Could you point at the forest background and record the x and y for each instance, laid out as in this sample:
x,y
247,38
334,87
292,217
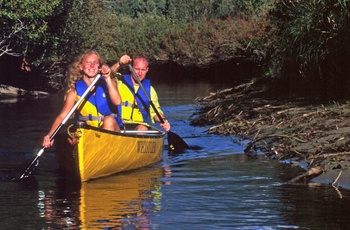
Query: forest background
x,y
301,47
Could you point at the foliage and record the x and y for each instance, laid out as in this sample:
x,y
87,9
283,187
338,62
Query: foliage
x,y
309,41
24,25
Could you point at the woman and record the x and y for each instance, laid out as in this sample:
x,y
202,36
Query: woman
x,y
100,104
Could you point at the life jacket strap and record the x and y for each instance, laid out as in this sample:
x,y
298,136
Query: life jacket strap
x,y
128,104
94,118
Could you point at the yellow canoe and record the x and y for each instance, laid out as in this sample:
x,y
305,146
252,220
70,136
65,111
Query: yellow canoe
x,y
99,153
111,202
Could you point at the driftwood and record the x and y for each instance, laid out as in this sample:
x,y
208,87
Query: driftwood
x,y
306,177
8,92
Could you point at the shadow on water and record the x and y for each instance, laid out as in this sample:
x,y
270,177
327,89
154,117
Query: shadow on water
x,y
126,199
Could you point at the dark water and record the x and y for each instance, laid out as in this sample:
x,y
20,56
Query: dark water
x,y
215,187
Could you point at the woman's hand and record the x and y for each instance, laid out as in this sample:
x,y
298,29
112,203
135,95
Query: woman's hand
x,y
46,142
165,125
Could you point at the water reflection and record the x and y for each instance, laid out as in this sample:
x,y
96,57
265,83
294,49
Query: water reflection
x,y
111,202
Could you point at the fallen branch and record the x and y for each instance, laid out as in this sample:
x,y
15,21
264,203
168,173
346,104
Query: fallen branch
x,y
329,155
305,178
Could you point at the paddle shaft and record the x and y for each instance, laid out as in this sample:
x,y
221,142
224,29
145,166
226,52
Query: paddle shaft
x,y
136,78
93,83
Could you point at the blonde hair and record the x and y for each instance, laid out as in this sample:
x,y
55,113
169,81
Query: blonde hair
x,y
75,73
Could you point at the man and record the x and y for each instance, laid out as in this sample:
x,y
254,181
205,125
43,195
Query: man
x,y
135,105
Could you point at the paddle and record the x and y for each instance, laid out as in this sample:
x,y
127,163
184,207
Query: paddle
x,y
29,168
175,142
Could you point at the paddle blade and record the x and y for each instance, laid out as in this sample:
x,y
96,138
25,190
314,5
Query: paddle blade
x,y
176,143
25,169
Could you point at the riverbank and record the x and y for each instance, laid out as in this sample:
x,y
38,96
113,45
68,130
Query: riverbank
x,y
296,131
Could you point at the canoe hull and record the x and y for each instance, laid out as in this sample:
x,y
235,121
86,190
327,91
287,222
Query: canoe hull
x,y
100,153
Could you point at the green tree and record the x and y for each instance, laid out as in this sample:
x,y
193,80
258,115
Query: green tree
x,y
24,25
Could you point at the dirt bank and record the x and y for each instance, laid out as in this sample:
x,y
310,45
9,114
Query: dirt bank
x,y
300,132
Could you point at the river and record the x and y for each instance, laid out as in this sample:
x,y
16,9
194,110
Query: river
x,y
213,186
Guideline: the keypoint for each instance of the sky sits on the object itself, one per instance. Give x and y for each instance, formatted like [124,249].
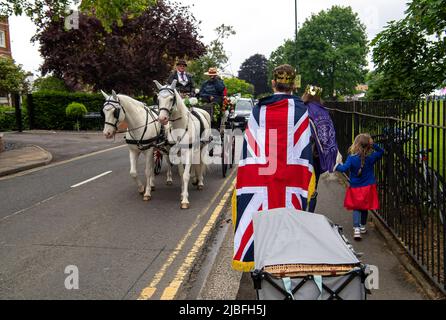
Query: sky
[261,26]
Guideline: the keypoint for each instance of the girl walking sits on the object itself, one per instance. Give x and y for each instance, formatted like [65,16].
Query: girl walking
[362,194]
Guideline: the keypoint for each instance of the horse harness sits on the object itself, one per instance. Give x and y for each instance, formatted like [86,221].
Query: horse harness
[193,112]
[142,144]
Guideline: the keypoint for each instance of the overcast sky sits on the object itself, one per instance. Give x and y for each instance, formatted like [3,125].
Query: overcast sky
[261,25]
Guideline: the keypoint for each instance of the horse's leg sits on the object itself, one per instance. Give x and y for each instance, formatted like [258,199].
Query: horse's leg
[201,168]
[134,155]
[149,175]
[169,171]
[185,182]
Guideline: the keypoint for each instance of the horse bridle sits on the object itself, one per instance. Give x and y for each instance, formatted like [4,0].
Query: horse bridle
[174,103]
[116,112]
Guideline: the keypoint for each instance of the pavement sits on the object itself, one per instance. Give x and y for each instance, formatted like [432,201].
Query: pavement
[35,148]
[216,279]
[399,278]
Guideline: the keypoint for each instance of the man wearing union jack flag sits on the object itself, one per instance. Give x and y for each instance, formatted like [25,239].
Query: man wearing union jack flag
[276,166]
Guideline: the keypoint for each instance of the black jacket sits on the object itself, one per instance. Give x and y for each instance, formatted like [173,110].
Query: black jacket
[188,88]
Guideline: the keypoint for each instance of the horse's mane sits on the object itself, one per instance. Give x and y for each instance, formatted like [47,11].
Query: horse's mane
[126,99]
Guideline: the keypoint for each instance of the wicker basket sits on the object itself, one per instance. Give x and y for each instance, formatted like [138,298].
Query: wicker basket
[298,270]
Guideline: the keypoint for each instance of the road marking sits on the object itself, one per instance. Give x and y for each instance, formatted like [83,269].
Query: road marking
[19,174]
[91,179]
[171,291]
[149,291]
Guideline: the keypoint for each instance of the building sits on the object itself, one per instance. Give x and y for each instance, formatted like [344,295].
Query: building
[5,48]
[5,41]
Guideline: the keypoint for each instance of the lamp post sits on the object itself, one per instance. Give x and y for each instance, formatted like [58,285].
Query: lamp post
[298,78]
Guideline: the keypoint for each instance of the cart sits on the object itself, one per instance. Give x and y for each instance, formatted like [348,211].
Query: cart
[219,122]
[303,256]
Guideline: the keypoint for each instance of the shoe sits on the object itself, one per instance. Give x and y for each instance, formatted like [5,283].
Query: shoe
[357,233]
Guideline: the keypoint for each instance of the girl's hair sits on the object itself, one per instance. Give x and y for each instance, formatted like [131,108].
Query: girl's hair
[361,147]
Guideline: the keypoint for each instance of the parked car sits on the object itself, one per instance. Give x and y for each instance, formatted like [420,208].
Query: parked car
[238,118]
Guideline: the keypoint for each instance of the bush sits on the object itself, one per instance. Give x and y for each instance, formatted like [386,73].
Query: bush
[7,118]
[8,121]
[75,110]
[50,110]
[50,83]
[50,114]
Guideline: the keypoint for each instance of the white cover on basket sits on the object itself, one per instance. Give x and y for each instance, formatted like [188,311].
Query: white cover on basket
[289,236]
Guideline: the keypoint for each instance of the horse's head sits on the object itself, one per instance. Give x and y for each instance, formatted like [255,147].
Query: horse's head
[167,101]
[112,114]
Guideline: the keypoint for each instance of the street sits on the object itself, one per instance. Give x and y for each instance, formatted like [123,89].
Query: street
[58,218]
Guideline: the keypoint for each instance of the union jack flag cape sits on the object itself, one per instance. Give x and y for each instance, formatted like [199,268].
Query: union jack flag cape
[275,170]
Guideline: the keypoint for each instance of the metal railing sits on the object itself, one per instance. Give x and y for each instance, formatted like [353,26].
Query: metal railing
[410,176]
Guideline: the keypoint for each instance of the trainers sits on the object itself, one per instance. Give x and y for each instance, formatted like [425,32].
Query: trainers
[357,233]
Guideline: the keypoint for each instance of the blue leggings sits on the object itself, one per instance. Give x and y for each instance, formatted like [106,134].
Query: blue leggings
[359,218]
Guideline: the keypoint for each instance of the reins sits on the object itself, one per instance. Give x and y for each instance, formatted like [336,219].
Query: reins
[141,143]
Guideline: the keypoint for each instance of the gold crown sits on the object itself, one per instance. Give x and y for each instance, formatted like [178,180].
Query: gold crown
[284,77]
[313,91]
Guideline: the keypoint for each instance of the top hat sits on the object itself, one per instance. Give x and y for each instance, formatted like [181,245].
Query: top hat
[212,72]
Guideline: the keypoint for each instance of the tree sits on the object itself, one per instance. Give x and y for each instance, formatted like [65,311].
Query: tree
[429,15]
[128,58]
[236,85]
[255,71]
[215,55]
[332,50]
[284,54]
[50,83]
[12,77]
[108,12]
[410,54]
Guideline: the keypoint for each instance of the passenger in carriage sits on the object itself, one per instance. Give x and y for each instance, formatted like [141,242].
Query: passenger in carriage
[185,84]
[213,90]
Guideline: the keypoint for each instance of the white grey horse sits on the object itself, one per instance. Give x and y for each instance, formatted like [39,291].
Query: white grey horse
[142,135]
[187,127]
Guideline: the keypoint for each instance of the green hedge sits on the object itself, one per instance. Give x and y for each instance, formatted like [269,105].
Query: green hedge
[49,109]
[7,119]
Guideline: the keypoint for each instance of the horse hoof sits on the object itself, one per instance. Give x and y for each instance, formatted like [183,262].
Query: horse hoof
[185,206]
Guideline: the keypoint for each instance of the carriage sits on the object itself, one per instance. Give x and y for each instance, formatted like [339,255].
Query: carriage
[221,122]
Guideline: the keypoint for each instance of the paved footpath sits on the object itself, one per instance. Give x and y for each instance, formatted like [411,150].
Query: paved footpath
[395,283]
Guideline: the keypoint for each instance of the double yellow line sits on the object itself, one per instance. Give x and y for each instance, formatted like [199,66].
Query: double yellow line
[170,291]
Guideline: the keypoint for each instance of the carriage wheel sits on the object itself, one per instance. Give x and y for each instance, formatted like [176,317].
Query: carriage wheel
[232,153]
[224,157]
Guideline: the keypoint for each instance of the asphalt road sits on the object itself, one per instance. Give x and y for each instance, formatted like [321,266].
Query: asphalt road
[122,247]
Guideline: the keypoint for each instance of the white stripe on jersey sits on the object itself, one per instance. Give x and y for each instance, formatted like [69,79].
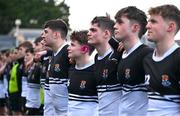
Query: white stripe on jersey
[170,98]
[57,81]
[83,98]
[78,108]
[108,88]
[109,103]
[139,87]
[163,108]
[33,98]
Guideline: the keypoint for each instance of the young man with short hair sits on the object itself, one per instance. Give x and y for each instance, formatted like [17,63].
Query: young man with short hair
[83,98]
[163,65]
[109,90]
[129,28]
[54,36]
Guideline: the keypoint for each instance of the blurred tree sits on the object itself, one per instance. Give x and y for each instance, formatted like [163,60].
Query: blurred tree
[33,13]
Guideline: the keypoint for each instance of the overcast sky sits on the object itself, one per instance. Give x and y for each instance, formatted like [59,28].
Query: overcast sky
[83,11]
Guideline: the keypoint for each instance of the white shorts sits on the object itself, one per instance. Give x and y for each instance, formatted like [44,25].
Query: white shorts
[59,95]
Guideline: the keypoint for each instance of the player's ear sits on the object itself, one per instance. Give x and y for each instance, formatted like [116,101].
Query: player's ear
[171,26]
[84,48]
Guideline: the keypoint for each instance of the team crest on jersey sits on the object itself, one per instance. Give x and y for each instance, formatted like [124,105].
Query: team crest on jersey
[83,84]
[105,73]
[165,80]
[44,69]
[56,68]
[127,73]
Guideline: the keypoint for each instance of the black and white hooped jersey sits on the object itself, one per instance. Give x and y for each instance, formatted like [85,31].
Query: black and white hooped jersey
[34,76]
[106,72]
[163,77]
[45,63]
[130,69]
[82,84]
[58,67]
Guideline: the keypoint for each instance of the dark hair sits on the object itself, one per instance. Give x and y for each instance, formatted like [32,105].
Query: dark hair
[104,23]
[57,25]
[133,14]
[168,12]
[26,44]
[30,50]
[82,38]
[38,40]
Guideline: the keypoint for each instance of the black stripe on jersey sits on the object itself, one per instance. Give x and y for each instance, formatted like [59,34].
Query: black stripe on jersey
[109,88]
[46,86]
[83,98]
[57,81]
[170,98]
[32,85]
[141,87]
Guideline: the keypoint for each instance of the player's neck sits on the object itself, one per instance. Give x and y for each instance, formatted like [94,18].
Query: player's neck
[82,61]
[101,49]
[129,43]
[58,45]
[163,46]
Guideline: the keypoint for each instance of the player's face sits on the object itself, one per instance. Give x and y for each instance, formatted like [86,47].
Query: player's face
[38,47]
[95,35]
[48,36]
[22,52]
[74,50]
[28,57]
[156,28]
[122,29]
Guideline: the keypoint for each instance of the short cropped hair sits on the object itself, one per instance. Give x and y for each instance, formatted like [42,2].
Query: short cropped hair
[82,38]
[104,23]
[26,44]
[57,25]
[38,40]
[168,12]
[133,14]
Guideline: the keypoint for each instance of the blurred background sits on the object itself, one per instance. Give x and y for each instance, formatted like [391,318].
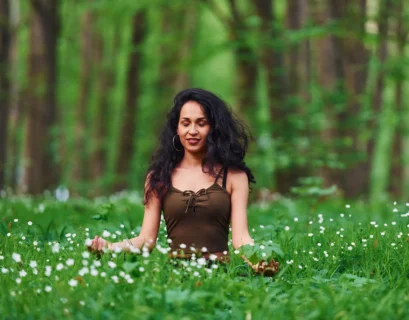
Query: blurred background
[85,86]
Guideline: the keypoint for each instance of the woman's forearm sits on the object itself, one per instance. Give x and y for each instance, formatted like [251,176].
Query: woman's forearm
[133,245]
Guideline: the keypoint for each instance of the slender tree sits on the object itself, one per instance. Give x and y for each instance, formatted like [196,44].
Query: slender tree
[14,145]
[327,71]
[379,178]
[88,46]
[105,82]
[41,170]
[352,58]
[133,91]
[4,84]
[399,174]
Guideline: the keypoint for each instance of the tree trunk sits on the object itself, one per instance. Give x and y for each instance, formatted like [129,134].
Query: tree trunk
[379,178]
[353,58]
[4,85]
[397,173]
[288,92]
[14,143]
[105,83]
[247,69]
[88,46]
[328,71]
[128,128]
[41,171]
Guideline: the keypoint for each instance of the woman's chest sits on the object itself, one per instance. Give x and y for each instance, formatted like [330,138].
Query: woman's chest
[208,204]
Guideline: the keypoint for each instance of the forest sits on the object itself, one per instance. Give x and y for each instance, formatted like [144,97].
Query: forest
[85,86]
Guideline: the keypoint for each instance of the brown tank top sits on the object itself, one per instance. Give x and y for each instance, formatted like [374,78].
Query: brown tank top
[198,220]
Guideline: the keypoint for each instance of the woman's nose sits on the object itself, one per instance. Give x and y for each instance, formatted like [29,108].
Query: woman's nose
[192,129]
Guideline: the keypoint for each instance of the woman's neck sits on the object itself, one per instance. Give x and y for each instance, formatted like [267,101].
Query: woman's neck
[191,160]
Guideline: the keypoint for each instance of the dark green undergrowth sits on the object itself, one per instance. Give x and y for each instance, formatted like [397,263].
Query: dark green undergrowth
[340,261]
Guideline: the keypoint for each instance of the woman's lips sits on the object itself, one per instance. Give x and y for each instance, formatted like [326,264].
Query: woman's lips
[193,141]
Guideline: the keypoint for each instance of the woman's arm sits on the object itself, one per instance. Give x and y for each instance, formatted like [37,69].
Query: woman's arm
[239,223]
[147,236]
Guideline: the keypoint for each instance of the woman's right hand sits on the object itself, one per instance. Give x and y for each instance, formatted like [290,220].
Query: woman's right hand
[99,246]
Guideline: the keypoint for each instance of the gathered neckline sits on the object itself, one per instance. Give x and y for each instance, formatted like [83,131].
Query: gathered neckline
[205,189]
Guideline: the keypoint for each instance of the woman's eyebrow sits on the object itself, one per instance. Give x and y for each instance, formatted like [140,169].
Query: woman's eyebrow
[202,118]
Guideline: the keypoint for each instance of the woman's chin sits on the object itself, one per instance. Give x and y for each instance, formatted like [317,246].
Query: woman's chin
[194,149]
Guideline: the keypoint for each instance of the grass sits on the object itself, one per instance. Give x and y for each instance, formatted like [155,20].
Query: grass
[341,261]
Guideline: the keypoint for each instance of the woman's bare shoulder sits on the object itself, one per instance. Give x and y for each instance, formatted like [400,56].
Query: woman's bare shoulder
[237,175]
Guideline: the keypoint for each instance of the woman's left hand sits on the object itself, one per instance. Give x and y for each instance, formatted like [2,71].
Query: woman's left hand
[267,269]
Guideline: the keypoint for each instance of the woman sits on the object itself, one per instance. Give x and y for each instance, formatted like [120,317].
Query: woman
[199,179]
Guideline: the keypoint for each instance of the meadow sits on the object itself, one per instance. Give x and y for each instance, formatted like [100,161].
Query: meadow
[339,261]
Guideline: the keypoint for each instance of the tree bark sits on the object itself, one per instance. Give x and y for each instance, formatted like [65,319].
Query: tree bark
[4,85]
[128,128]
[379,180]
[246,62]
[105,83]
[88,39]
[41,170]
[291,93]
[328,71]
[397,173]
[16,108]
[353,58]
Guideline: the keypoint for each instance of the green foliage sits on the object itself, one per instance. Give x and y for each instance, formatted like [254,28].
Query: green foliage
[352,259]
[266,251]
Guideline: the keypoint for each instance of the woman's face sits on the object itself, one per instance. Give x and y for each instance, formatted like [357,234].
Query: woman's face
[193,127]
__________________________________________________
■ DESCRIPTION OF THE TASK: Print the line that contains "Guideline: the keypoint for each instance of the woman's face" and each line after it up to the end of the listing, exactly as written.

■ YOUR SOLUTION:
Guideline: the keypoint for each instance of the woman's face sits on the object itself, one per instance. Give x and y for each instance, formatted like [357,234].
Query: woman's face
[193,127]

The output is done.